→ **Problem description**: Reproduce the lines below exactly, starting with the first line and ending with the line that contains "86 285 L 91", both included.

────

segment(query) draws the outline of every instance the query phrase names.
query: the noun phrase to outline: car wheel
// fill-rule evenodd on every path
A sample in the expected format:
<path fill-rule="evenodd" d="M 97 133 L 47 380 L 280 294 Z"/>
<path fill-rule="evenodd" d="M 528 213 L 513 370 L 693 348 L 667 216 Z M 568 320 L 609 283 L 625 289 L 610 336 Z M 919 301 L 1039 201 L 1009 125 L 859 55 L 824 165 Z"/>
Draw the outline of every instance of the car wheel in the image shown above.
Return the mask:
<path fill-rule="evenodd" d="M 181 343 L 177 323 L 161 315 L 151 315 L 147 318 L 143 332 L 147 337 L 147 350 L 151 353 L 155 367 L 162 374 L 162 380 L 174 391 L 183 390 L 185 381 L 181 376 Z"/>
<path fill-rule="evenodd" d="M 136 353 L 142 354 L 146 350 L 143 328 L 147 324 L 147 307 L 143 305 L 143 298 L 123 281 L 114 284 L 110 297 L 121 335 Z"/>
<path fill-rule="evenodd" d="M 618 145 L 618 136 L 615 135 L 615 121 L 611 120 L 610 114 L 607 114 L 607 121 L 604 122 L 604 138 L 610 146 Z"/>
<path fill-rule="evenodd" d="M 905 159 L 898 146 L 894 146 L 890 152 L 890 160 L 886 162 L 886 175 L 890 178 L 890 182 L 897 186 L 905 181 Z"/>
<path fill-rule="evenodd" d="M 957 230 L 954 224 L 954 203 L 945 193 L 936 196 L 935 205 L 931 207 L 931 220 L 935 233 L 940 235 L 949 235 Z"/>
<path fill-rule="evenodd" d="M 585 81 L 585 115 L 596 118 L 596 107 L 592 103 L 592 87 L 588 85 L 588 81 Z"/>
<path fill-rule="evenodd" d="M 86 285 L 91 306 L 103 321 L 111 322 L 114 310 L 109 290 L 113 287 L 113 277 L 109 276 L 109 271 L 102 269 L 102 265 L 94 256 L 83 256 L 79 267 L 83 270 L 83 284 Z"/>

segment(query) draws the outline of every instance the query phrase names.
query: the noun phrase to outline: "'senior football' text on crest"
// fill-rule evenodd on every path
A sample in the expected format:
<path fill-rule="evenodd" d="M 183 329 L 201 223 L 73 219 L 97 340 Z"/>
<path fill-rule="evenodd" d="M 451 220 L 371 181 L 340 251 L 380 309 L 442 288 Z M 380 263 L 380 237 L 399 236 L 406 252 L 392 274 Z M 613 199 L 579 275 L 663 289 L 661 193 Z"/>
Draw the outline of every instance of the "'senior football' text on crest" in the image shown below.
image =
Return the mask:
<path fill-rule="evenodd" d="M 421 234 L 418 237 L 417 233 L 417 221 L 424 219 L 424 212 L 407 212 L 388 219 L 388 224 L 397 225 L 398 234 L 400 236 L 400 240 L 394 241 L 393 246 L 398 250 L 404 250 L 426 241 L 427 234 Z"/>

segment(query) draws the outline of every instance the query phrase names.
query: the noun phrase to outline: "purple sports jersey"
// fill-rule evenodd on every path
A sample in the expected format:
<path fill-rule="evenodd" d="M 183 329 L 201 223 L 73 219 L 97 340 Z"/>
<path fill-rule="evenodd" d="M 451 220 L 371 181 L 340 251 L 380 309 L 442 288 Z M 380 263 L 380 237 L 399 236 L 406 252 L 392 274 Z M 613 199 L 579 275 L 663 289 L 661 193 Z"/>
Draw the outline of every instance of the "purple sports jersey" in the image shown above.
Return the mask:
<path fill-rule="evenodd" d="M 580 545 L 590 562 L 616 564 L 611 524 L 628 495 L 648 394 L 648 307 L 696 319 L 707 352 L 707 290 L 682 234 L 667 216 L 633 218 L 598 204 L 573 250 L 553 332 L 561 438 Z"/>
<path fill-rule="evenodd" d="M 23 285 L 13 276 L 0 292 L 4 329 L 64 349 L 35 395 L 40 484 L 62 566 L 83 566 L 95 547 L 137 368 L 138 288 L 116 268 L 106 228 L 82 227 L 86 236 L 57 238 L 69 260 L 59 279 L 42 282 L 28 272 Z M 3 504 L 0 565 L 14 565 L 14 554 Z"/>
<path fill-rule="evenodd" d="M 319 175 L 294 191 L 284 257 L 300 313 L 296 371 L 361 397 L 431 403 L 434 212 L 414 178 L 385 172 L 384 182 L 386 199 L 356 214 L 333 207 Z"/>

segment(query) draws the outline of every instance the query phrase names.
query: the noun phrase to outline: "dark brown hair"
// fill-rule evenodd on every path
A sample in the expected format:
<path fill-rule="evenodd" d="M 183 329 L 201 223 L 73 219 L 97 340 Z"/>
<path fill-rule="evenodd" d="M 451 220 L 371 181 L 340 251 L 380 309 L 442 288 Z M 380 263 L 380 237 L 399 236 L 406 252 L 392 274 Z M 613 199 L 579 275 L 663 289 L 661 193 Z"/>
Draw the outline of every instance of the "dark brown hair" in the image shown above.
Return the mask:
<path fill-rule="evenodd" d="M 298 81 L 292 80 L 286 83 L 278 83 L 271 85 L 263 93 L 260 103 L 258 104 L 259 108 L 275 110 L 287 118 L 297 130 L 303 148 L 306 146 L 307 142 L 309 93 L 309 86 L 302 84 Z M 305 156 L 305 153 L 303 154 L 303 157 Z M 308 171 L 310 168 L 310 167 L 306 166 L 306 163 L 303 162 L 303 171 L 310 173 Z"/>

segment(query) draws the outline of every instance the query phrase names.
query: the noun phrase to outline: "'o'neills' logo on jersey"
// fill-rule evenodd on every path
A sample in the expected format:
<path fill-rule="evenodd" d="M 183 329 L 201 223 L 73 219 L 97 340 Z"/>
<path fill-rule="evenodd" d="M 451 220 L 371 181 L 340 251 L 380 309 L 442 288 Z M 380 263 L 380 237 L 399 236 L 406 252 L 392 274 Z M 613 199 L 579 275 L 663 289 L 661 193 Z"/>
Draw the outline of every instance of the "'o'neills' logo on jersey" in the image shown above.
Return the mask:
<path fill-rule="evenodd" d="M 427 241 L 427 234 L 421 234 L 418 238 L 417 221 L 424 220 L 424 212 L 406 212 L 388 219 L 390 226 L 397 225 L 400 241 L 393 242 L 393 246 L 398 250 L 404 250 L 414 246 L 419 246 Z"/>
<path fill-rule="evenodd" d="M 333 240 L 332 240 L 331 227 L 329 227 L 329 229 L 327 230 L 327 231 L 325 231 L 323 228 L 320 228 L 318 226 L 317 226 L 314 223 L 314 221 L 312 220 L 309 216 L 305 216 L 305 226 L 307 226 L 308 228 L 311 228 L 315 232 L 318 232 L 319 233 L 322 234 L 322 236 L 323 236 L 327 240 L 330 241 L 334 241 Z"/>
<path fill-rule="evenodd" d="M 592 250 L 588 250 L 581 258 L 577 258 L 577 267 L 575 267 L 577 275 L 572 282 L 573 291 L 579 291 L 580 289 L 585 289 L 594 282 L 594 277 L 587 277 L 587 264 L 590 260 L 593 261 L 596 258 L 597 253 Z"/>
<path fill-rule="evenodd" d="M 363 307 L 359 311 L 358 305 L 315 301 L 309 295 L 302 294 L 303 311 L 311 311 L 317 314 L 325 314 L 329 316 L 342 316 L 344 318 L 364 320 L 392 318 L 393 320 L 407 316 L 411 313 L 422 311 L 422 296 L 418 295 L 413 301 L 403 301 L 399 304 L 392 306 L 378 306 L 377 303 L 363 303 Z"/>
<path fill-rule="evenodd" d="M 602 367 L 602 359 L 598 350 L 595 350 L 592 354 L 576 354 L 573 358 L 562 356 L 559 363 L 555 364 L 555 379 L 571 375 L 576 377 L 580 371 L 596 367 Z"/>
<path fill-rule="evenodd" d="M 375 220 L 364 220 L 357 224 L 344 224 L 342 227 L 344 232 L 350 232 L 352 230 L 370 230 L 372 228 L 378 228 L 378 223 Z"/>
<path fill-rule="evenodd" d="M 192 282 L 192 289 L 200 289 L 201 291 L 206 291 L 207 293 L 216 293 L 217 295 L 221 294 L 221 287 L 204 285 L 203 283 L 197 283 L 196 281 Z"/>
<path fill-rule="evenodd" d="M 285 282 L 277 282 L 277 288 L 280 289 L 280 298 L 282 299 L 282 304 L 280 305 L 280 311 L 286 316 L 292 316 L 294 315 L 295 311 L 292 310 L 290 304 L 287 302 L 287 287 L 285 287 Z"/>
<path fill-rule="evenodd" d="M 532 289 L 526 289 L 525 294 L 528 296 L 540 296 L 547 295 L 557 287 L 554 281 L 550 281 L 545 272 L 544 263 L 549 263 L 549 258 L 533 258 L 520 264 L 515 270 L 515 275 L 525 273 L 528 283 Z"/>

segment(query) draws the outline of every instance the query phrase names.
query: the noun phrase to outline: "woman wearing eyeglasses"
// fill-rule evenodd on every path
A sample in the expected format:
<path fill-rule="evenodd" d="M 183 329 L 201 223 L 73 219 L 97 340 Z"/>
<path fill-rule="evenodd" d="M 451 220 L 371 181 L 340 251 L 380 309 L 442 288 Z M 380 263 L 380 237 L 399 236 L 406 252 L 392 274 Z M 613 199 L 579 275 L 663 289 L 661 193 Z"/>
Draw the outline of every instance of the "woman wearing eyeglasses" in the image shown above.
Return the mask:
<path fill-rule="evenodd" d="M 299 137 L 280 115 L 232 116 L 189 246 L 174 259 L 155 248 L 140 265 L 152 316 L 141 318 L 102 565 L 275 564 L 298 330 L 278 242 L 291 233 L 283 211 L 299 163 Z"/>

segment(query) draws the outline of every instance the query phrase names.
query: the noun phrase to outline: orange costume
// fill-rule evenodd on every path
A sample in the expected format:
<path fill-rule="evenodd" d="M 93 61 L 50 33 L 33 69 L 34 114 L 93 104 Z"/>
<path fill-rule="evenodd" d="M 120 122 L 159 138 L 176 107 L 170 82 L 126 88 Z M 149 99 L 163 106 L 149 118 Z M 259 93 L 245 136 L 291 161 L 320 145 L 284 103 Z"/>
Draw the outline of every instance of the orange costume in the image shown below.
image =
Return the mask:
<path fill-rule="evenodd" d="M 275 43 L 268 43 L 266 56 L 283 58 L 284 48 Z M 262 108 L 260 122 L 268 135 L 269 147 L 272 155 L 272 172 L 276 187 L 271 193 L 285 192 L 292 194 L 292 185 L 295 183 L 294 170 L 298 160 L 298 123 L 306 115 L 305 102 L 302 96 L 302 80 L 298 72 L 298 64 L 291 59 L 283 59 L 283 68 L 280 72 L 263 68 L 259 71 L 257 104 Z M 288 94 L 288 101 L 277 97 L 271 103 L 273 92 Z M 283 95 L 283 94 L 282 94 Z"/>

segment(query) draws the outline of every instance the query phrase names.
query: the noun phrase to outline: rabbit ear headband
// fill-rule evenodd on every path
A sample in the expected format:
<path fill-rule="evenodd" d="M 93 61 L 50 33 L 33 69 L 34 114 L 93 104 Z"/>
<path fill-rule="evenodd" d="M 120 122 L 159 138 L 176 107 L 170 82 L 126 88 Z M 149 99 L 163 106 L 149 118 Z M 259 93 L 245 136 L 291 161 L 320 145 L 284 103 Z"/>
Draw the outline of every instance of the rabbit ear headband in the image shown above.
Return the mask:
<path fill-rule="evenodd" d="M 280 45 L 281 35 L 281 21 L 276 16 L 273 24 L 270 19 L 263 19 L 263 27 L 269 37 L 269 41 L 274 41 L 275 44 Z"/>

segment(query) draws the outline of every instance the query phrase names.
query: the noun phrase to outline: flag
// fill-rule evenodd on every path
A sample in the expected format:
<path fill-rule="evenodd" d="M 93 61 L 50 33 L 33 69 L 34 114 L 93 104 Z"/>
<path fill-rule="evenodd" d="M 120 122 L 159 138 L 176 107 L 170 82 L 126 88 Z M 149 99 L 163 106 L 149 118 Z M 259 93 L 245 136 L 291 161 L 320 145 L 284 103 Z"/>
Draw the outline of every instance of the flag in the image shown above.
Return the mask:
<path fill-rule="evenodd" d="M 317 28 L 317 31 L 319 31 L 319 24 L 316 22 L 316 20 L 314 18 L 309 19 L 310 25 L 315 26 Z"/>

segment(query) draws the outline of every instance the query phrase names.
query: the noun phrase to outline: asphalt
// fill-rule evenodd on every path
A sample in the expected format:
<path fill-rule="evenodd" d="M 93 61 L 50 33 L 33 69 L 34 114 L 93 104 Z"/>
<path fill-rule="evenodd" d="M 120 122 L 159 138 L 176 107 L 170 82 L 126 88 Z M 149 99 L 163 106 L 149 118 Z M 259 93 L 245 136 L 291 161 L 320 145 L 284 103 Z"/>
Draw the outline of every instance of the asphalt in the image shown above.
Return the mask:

────

→ **Output**:
segment(query) draws the outline of every instance the query phrase names.
query: the noun phrase to outline: car wheel
// fill-rule evenodd on every path
A sample in the expected format:
<path fill-rule="evenodd" d="M 97 133 L 47 380 L 280 294 Z"/>
<path fill-rule="evenodd" d="M 528 213 L 513 370 L 693 348 L 667 216 Z M 568 320 L 609 283 L 625 289 L 610 336 Z M 919 301 L 1039 201 L 1009 125 L 859 55 L 824 165 Z"/>
Draw the outline of every instance of the car wheel in the image shown above.
Return the mask:
<path fill-rule="evenodd" d="M 181 343 L 177 323 L 161 315 L 151 315 L 147 318 L 143 332 L 147 337 L 147 350 L 151 353 L 155 367 L 162 374 L 162 380 L 174 391 L 183 390 L 185 381 L 181 376 Z"/>
<path fill-rule="evenodd" d="M 136 353 L 142 354 L 146 350 L 143 328 L 147 324 L 147 307 L 143 305 L 143 298 L 123 281 L 114 284 L 110 297 L 121 335 Z"/>
<path fill-rule="evenodd" d="M 618 145 L 618 136 L 615 135 L 615 121 L 611 120 L 610 114 L 607 114 L 607 121 L 604 122 L 604 138 L 610 146 Z"/>
<path fill-rule="evenodd" d="M 905 159 L 898 146 L 894 146 L 890 152 L 890 160 L 886 162 L 886 175 L 890 178 L 890 182 L 897 186 L 905 181 Z"/>
<path fill-rule="evenodd" d="M 957 230 L 954 224 L 954 203 L 945 193 L 936 196 L 935 205 L 931 207 L 931 220 L 935 233 L 940 235 L 949 235 Z"/>
<path fill-rule="evenodd" d="M 585 81 L 585 115 L 596 118 L 596 107 L 592 103 L 592 87 L 588 85 L 588 81 Z"/>
<path fill-rule="evenodd" d="M 86 285 L 91 306 L 103 321 L 111 322 L 114 310 L 109 290 L 113 287 L 113 277 L 109 276 L 109 271 L 102 269 L 102 265 L 94 256 L 83 256 L 79 267 L 83 270 L 83 284 Z"/>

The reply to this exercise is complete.